== WHAT TO DO ==
Can you repeat, word for word, the part of the reading group page starting with "There is now" and going on through "subject to change."?

== SELECTED TEXT ==
Getting involved

There is now a mailing list for this reading group. Send me (Damien) an email to get on it. No problem.

Note: this reading group is about deep learning as applied to depth estimation from a single image - one of the super hot topics. If your interest is deep learning in general, you may find some of the readings a little bit off-topic. So let me know if you want some idea about which you should read for.

Proposed Schedule

The below schedule is only proposed, and subject to change.

14 Sept 8.30am: ~~Foley & Maitlin Chapter 6: Distance & Size Perception~~
- Location: EEBF 4302
21 Sept 8.30am: ~~Saxena, Min & Ng: Make3D~~
- Location: EEBF 4302
28 Sept 8.30am: ~~Michels, Saxena & Ng: High speed obstacle avoidance~~
- Location: EEBF 4302
05 Octr 8.30am: ~~Karsch, Liu & Kang: Depth Transfer~~
- Location: EEBF 4302
12 Octr 8.30am: ~~LeCun, Bengio & Hinton: Deep Learning Review~~
- Location: EEBF 4302
19 Octr 8.30am: ~~Rumelhart, Hinton & Williams: Backpropagation~~
- Location: EEBF 4302
26 Octr 8.30am: ~~LeCun, Bottou, Bengio & Haffner: CNNs~~
- Location: EEBF 4302
02 Novr 8:30am: ~~LeCun, Bottou, Bengio & Haffner: CNNs~~
- Location: EEBF 4302
09 Novr 8.30am: ~~Simonyan & Zisserman: VGG-16~~
- Location: EEBF 4302
16 Novr 8.30am: ~~Eigen, Puhrsch & Fergus: Depth map prediction~~
- Location: EEBF 4302
23 Novr 8.30am: ~~Luo et al.: Deep Learning + Stereo~~
- Location: EEBF 4302
30 Novr 8.30am: ~~Shelhamer, Long & Darrell: Fully Convolutional Segmentation~~
- Location: EEBF 4302
07 Decr 8.30am: ~~Giuisti et al.: Forest trails CNN~~
- Location: EEBF 4302
14 Decr 8.30am: ~~Batch Normalization~~
- Location: EEBF 4302
22 Decr 8:30am: ~~He, Zhang, Ren & Sun: ResNet~~
- Location: EEBF 4302

Week of 25 Decr: Break
Week of 01 Janr: Break
Week of 08 Janr: Break
Week of 15 Janr: Break
Week of 22 Janr: Break
Week of 29 Janr: Break
Week of 05 Febr: Cao, Wu & Shen: Fully convolutional depth 1
Week of 12 Febr: Laina et al.: Fully convolutional depth 2
Week of 19 Febr: Li, Klein & Yao: Fully convolutional depth 3
Week of 26 Febr: Güler et al.: DenseReg
Week of 05 Marc: Godard et al. Unsupervised/train from stereo
Week of 12 Marc: Zhou et al.: SfMLearner
Week of 19 Marc: Yan et al. Superpixel CNN/CRF
Week of 26 Marc: Break
Week of 02 Aprl: Liao, Huang, Wang, Kodagoda, Yu & Liu: Fuse with laser
Week of 09 Aprl: Dosovitskiy, Springenberg, Tatarchenko & Brox: Generating images
Week of 16 Aprl: Goodfellow et al.: Generative Adversarial Nets
Week of 23 Aprl: Oord et al.: Pixel-RNN and Pixel-CNN
Week of 30 Aprl: Isola et al.: Pix2Pix
Week of 07 May : Tatarchenko et al. Multi-view 3D models
Week of 14 May : Girshick, Donahue, Darrell & Malik: R-CNN
Week of 21 May : Redmon et al.: YOLO
???: Hoeim et al. Photo pop-up
???: Heitz et al. Cascaded Classification Models
???: Li et al. Feedback-enabled Cascaded Classification Models
???: Han et al. Bayesian object-level reconstruction
???: Liu et al. Depth from semantics
???: Wu et al. Repetitive scene structure
???: He et al. Haze removal
???: Hassner et al. Example-based Depth

Details

Foley & Maitlin Chapter 6 - Distance & Size Perception

Because our project is about using machine learning to extract depth from a single image (with deep learning, then applying it to robot problems) it pays to learn a bit about how humans do it...

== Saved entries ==
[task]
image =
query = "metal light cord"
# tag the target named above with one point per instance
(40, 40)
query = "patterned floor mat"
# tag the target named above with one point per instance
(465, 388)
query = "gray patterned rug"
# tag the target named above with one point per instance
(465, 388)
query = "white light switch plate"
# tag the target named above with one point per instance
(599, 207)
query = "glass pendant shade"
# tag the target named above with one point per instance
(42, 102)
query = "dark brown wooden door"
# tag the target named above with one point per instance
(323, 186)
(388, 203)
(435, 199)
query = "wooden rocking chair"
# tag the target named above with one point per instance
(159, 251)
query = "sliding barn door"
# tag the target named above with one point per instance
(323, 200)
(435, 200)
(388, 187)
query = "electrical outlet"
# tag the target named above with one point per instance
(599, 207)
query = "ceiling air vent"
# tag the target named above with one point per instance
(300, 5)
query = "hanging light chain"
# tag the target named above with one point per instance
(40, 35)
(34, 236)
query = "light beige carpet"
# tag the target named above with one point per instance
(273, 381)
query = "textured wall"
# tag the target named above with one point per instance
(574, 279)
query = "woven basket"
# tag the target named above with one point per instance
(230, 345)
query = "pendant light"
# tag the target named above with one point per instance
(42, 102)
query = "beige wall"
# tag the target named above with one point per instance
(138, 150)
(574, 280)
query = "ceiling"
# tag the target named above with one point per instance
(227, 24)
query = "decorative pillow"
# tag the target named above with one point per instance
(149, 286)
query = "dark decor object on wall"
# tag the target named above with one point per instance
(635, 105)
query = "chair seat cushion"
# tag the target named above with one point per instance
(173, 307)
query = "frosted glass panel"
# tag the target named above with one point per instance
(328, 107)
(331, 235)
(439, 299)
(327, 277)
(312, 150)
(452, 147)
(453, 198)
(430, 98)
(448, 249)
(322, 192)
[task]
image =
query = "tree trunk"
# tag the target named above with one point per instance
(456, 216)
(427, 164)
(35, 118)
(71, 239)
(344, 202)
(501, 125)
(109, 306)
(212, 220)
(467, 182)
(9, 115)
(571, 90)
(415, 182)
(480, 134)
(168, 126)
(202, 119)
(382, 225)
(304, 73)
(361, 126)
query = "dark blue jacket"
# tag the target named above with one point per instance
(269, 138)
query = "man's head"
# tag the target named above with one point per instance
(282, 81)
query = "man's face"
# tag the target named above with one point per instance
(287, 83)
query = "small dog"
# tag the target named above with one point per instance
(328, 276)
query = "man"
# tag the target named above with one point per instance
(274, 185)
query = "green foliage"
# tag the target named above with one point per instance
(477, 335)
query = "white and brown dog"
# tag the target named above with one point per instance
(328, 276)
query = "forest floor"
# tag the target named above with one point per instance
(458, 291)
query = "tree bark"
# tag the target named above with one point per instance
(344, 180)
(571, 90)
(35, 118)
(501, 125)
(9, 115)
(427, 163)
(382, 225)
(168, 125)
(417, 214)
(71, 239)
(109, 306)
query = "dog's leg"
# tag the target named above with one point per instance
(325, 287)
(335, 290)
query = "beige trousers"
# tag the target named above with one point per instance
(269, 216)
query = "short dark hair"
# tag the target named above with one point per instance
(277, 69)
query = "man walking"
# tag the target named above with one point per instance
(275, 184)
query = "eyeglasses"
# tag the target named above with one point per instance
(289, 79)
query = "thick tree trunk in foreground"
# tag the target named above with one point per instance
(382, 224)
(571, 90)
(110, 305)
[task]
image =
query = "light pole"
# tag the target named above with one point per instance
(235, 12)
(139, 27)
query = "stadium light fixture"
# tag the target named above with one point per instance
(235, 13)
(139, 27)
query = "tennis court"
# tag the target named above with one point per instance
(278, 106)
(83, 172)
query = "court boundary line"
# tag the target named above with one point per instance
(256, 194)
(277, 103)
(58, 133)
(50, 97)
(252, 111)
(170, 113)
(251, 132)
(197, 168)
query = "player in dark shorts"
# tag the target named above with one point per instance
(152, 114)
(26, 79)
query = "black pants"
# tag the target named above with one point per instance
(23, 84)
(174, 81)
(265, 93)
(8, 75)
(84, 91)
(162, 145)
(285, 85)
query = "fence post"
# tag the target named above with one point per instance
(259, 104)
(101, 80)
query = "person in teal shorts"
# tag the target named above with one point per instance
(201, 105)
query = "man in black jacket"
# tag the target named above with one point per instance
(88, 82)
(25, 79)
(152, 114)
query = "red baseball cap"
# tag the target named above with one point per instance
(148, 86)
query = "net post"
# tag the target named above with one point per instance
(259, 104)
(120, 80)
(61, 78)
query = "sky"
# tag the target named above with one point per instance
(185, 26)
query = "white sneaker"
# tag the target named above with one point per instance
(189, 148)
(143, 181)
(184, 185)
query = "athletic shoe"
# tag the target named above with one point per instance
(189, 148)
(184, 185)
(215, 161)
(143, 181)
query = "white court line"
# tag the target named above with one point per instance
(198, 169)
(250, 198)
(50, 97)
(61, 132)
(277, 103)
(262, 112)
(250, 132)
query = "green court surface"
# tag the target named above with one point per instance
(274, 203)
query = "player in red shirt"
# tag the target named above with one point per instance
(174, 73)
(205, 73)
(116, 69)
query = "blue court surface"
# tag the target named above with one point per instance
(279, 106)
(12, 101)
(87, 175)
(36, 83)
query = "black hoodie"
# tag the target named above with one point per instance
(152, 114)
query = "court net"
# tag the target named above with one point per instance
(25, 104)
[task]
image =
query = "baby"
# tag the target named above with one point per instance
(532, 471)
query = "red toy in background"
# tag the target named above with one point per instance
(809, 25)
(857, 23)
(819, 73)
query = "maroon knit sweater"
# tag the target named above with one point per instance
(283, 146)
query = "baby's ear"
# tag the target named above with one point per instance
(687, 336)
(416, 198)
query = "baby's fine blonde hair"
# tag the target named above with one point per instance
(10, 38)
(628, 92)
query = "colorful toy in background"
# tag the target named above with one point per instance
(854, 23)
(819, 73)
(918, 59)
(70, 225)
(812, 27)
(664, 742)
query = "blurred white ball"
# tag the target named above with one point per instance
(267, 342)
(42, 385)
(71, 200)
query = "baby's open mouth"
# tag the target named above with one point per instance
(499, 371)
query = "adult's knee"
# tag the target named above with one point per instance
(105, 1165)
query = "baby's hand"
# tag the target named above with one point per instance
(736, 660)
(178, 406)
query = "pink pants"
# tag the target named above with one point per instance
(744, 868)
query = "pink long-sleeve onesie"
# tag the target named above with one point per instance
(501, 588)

== SOLVED EXERCISE ==
There is now a mailing list for this reading group. Send me (Damien) an email to get on it. No problem.

Note: this reading group is about deep learning as applied to depth estimation from a single image - one of the super hot topics. If your interest is deep learning in general, you may find some of the readings a little bit off-topic. So let me know if you want some idea about which you should read for.

Proposed Schedule

The below schedule is only proposed, and subject to change.